Reprint all of the data below exactly as shown and skip every image.

▶ [Records drawn from a dataset]:
________________________________________

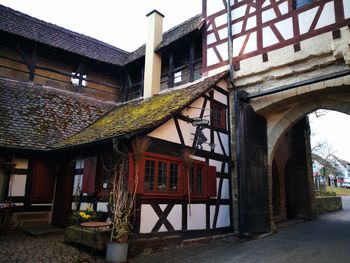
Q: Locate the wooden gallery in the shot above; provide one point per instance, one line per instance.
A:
(72, 109)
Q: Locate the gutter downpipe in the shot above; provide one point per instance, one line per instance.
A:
(236, 206)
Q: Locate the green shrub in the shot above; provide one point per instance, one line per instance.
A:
(323, 193)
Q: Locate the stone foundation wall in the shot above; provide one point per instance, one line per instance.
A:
(328, 204)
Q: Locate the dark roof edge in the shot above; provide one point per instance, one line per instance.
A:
(62, 29)
(155, 11)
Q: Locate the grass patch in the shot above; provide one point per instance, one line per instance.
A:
(338, 190)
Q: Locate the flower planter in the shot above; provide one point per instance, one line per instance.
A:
(116, 252)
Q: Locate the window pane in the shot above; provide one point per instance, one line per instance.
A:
(192, 179)
(162, 171)
(199, 185)
(149, 175)
(301, 3)
(173, 177)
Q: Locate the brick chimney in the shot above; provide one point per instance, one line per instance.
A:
(153, 60)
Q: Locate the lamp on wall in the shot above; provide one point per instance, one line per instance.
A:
(199, 135)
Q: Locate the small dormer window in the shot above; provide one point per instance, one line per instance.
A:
(76, 78)
(178, 77)
(301, 3)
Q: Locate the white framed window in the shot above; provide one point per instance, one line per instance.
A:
(75, 79)
(178, 76)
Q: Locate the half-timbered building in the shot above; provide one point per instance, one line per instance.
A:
(233, 85)
(69, 100)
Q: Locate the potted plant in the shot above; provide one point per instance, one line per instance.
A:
(122, 200)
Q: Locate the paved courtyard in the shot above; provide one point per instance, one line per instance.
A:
(324, 240)
(20, 247)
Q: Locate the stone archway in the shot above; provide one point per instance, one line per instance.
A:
(282, 117)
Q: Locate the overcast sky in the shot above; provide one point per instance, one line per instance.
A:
(122, 23)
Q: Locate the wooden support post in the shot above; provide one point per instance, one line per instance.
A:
(33, 64)
(142, 80)
(191, 63)
(171, 71)
(81, 71)
(30, 64)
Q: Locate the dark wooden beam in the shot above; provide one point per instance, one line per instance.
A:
(171, 71)
(191, 63)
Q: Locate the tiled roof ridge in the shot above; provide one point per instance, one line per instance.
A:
(62, 29)
(59, 91)
(164, 36)
(182, 24)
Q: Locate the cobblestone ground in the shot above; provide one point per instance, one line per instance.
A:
(21, 247)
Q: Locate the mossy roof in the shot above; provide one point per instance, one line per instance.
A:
(138, 116)
(35, 117)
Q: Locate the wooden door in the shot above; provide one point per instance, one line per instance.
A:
(252, 171)
(63, 195)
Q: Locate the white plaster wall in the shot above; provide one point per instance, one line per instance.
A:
(174, 217)
(196, 110)
(225, 142)
(17, 185)
(220, 97)
(269, 37)
(218, 148)
(218, 164)
(251, 44)
(166, 132)
(197, 220)
(211, 57)
(214, 6)
(21, 163)
(77, 184)
(225, 191)
(327, 16)
(223, 216)
(237, 12)
(305, 20)
(148, 219)
(285, 27)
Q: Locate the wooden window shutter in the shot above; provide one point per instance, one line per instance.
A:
(131, 179)
(43, 181)
(89, 175)
(211, 181)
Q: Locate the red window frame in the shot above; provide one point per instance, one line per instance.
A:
(198, 170)
(208, 179)
(218, 115)
(157, 191)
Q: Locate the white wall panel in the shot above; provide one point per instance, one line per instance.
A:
(175, 216)
(252, 44)
(166, 132)
(327, 16)
(285, 27)
(148, 219)
(214, 6)
(269, 37)
(197, 220)
(225, 192)
(268, 15)
(305, 20)
(211, 57)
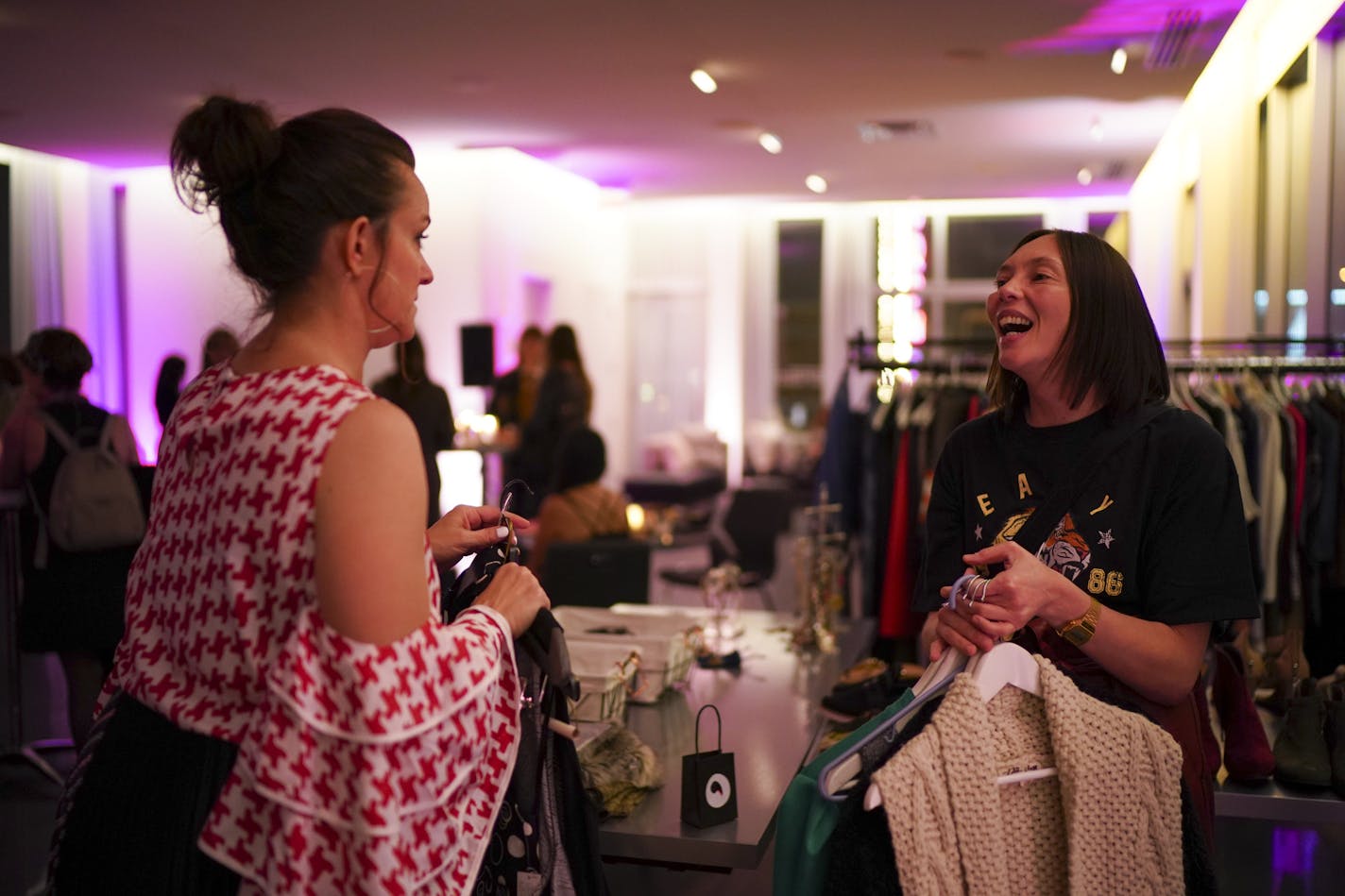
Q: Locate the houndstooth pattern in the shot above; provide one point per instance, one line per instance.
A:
(361, 767)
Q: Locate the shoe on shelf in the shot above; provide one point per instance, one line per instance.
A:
(1335, 699)
(1247, 753)
(1301, 755)
(856, 702)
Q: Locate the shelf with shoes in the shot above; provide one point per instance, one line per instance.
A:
(1301, 778)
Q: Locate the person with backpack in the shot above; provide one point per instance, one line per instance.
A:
(76, 569)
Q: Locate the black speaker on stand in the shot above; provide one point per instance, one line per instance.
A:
(478, 342)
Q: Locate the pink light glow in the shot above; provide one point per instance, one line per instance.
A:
(1114, 23)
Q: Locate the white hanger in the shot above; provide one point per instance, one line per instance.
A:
(1002, 665)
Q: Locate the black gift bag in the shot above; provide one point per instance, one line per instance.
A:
(709, 792)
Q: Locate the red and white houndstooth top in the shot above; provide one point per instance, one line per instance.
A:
(361, 769)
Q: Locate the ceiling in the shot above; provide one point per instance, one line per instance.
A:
(884, 98)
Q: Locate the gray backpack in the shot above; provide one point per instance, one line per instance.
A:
(94, 499)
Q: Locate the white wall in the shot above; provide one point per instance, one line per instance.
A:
(63, 260)
(179, 285)
(1212, 145)
(500, 219)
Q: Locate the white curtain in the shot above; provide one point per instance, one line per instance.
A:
(35, 279)
(63, 272)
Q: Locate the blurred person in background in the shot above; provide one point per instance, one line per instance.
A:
(427, 404)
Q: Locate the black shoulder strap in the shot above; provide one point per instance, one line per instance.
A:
(1057, 503)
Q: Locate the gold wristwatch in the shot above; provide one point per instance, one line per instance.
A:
(1081, 632)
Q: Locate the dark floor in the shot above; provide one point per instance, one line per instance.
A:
(1253, 857)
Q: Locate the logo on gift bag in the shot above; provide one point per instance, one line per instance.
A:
(709, 795)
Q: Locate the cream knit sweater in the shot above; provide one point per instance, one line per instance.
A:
(1109, 823)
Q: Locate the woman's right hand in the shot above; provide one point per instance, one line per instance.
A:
(514, 594)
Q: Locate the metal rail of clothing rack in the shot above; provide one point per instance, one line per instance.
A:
(1312, 354)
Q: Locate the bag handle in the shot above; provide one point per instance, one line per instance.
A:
(719, 747)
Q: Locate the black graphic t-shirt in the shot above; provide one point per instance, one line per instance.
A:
(1157, 532)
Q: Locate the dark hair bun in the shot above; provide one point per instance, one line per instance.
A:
(219, 148)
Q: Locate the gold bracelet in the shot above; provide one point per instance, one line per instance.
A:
(1081, 632)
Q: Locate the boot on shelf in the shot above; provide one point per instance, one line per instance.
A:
(1247, 753)
(1301, 755)
(1284, 671)
(1335, 697)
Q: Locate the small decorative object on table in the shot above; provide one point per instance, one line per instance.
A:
(821, 563)
(721, 591)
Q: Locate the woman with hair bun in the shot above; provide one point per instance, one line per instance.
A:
(287, 712)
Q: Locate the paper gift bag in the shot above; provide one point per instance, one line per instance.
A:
(709, 791)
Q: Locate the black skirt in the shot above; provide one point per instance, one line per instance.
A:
(135, 804)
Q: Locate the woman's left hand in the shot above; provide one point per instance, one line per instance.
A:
(464, 531)
(1025, 589)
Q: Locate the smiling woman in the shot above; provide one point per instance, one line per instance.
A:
(1151, 549)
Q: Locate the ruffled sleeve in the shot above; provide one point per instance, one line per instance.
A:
(373, 769)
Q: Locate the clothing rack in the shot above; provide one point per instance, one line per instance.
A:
(1319, 354)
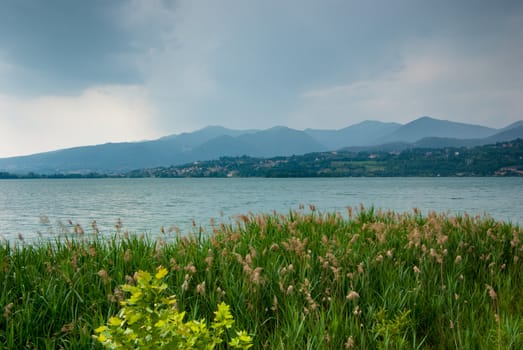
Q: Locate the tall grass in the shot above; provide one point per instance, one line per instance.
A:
(304, 280)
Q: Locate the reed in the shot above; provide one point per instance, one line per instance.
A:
(304, 280)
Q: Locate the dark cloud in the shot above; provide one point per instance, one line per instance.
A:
(62, 46)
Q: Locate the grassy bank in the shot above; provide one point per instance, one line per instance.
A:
(301, 280)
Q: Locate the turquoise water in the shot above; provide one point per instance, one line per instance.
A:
(43, 207)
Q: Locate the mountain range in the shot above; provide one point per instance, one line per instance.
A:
(213, 142)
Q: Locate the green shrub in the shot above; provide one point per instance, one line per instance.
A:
(150, 320)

________________________________________

▶ [Result below]:
Q: Locate the wooden gallery in the shot above; provide one point per instance, one line per instance.
A:
(72, 109)
Q: Locate the gutter downpipe in the shot above; provide one point per instance, one line per instance.
A:
(236, 206)
Q: Locate the green shrub in the shot above; provide one point per instance, one line per instance.
A:
(323, 193)
Q: Locate the stone foundation wall in the shot above; provide one point per instance, one line per instance.
A:
(328, 204)
Q: Locate the dark roof edge in the shot above; provide one point per instance, one line per instance.
A:
(62, 29)
(155, 11)
Q: Locate the grass patch in the shot above; provide one point per instance, one line per instance.
A:
(338, 190)
Q: Locate the flower planter in the shot above; provide one point per instance, one line per instance.
A:
(116, 252)
Q: Locate the window pane in the shot above; provide one point per instance, one line per instance.
A:
(192, 179)
(162, 171)
(199, 185)
(149, 175)
(301, 3)
(173, 177)
Q: Locate the brick chimney in the shot above; provide one point per instance, one line per instance.
A:
(153, 60)
Q: Locate the lamp on wall in the shot above; provide one point per instance, one line per instance.
A:
(199, 135)
Q: Locate the small dormer window in the shot above; provide one point per instance, one line per instance.
A:
(76, 78)
(178, 77)
(301, 3)
Q: Locate the white framed window in the shot above; provide one point per instance, one line per instance.
A:
(75, 79)
(178, 76)
Q: Locate the half-timbered building in the shot above; provide one point per instance, one line per instance.
A:
(233, 85)
(69, 100)
Q: Locate the potted plant in the shot above; provide one point per instance, one line per instance.
A:
(122, 200)
Q: Locate the paved courtyard in the shot above; provide one point per instance, one line per instance.
A:
(324, 240)
(20, 247)
Q: Locate the stone archway in the shot above; provide one point per instance, one line per instance.
A:
(282, 117)
Q: Locate the overcast sky in the shot above; provide one point per instance, one line per instance.
A:
(122, 23)
Q: Locate the wooden support post in the shot above; provide one point per instance, one line per instance.
A:
(33, 64)
(142, 80)
(191, 63)
(171, 71)
(81, 71)
(30, 64)
Q: Locate the dark wooden beam in the shot above; provide one point per instance, one line per instance.
A:
(171, 71)
(191, 63)
Q: Locate the tiled roof ridge in the shot above; provide one point per instance, one line per instance.
A:
(62, 29)
(59, 91)
(164, 36)
(182, 24)
Q: Locate the cobblestone ground in the shot above; provide one point per instance, one line per instance.
A:
(21, 247)
Q: Locate the mossy roof in the shot above; provide one point per instance, one line per instance.
A:
(138, 116)
(35, 117)
Q: Locate the wooden door in the shot above; provide one point per instance, one line per instance.
A:
(252, 171)
(63, 195)
Q: Locate the white plaster wall in the shot above; provide one point per instance, one line per instance.
A:
(174, 217)
(196, 110)
(225, 142)
(17, 185)
(220, 97)
(269, 37)
(218, 148)
(218, 164)
(251, 44)
(166, 132)
(197, 220)
(211, 57)
(214, 6)
(21, 163)
(77, 184)
(225, 191)
(327, 16)
(223, 216)
(237, 12)
(305, 20)
(148, 219)
(285, 27)
Q: Locate the wooden window shutter in the shot above; provide one point per instance, one line per instance.
A:
(131, 179)
(43, 181)
(89, 175)
(211, 181)
Q: Locate the red window frame in the shot above; provide one point per instance, one line per instance.
A:
(198, 170)
(208, 179)
(218, 115)
(157, 191)
Q: Locate the white wall panel in the shot above; provide one point per instance, one line per instance.
A:
(175, 216)
(252, 44)
(166, 132)
(327, 16)
(285, 27)
(148, 219)
(214, 6)
(269, 37)
(197, 220)
(225, 192)
(268, 15)
(305, 20)
(211, 57)
Q: Locate the houndstooth pattern in the shot above; provide one point per instance, one line per instance.
A:
(361, 767)
Q: Locate the shoe on shelf in the shot above; provide one point per instance, one line per instance.
A:
(1335, 699)
(1247, 753)
(1301, 755)
(856, 702)
Q: Locate the shelf with shoes in the shot above; provide one point per instance, one line per instance.
A:
(1301, 778)
Q: Locate the person with backpack in the shot above; provide one point per instance, one line per instance.
A:
(76, 569)
Q: Locate the black speaker on stand in the shot above; provide one point per instance, one line per instance.
A:
(478, 342)
Q: Locate the pink light glow in the shot above; provide one point per instance, one line per instance.
A:
(1114, 23)
Q: Locate the white hanger in the shot above; provide one point per instance, one line per instance.
A:
(1002, 665)
Q: Locate the black gift bag in the shot above; provide one point per instance, one line per instance.
A:
(709, 792)
Q: Locate the red and white houndstooth top in the shot above; provide one point per instance, one line per instance.
A:
(361, 769)
Q: Locate the ceiling in the shot above; provide one point per instance, one line per instance.
A:
(884, 98)
Q: Locate the gray backpack in the shot above; provide one point per instance, one line per instance.
A:
(94, 499)
Q: Locate the white wall in the shot above; provide one point per instance, one line per instance.
A:
(63, 260)
(179, 285)
(1212, 145)
(500, 219)
Q: Locate the white curtain in the shot above; provide one point per instance, one line per instance.
A:
(35, 279)
(63, 272)
Q: Locate the blurred person in background in the shot above; provide one point per instance, one line per instance.
A:
(427, 404)
Q: Locate the black shoulder strap in the shot above; provide one point per instance, one line per instance.
A:
(1057, 503)
Q: Locate the gold wristwatch in the shot above; provide one point per instance, one line per instance.
A:
(1081, 632)
Q: Locate the dark floor in the shot above; provide one point per instance, one line per instance.
A:
(1253, 857)
Q: Locate the logo on gift bag in the shot above; provide one point per instance, one line per instance.
A:
(709, 795)
Q: Locate the cream knit sweater in the shot above; provide one point per instance, one line per instance.
A:
(1109, 823)
Q: Locate the woman's right hand in the shot above; provide one point per instance, one line per instance.
A:
(514, 594)
Q: Locate the metal rail of clothing rack in the shot above; provide one point per instance, one line per instance.
A:
(1312, 354)
Q: Locate the bag handle in the shot above; provide one point per instance, one line per instance.
A:
(719, 747)
Q: Locate the black graphic t-shirt in the shot above; provide one point per instance, one line per instance.
A:
(1157, 532)
Q: Locate the dark hair bun in the shot above; provide one point per instance, one line per instance.
A:
(219, 148)
Q: Locate the gold bracelet in the shot above; provide one point per instance, one line per instance.
A:
(1081, 632)
Q: Locate the boot on shelf in the shot above; provide one point per instance, one line per instance.
A:
(1247, 753)
(1301, 755)
(1284, 671)
(1335, 697)
Q: Locate the small decorative object on table in the shot above; provide one point per instance, one line per instance.
A:
(821, 563)
(721, 591)
Q: Locate the woman with hair bun in the shot above; provide one point per instance, one line per instance.
A:
(287, 712)
Q: Locate the paper gift bag in the shot above; provide one point per instance, one line per instance.
A:
(709, 791)
Q: Locate the black skirt in the shot above; provide one point per instance, one line per instance.
A:
(135, 804)
Q: Locate the woman's left hand in the shot above; provide one point per instance, one line per instance.
A:
(464, 531)
(1025, 589)
Q: Locate the smiling woman in the shot above; provide one point per instance, one line per instance.
A:
(1151, 549)
Q: Locate the ruffled sleeve in the shot above; provide one point per instance, one line per instance.
A:
(373, 769)
Q: Locate the clothing rack in the shot above; provide one point per instance, one line per instance.
A:
(1319, 354)
Q: Locate the tall grass in the shot above; provide one point per instance, one line per instance.
A:
(304, 280)
Q: Locate the reed in the shot above; provide one point per instance, one line per instance.
A:
(304, 280)
Q: Locate the dark cloud in the shot above; provide one point per instance, one line per instance.
A:
(62, 46)
Q: Locate the grassy bank in the shot above; provide one point per instance, one line per instance.
A:
(301, 280)
Q: Locate the turquoise water in the shot above; provide one point per instance, one line per instance.
A:
(43, 207)
Q: Locate the mountain range in the shot above; provide one point per instance, one line per instance.
A:
(213, 142)
Q: Locate the green shrub in the shot above; provide one point per instance, one line per instance.
A:
(150, 320)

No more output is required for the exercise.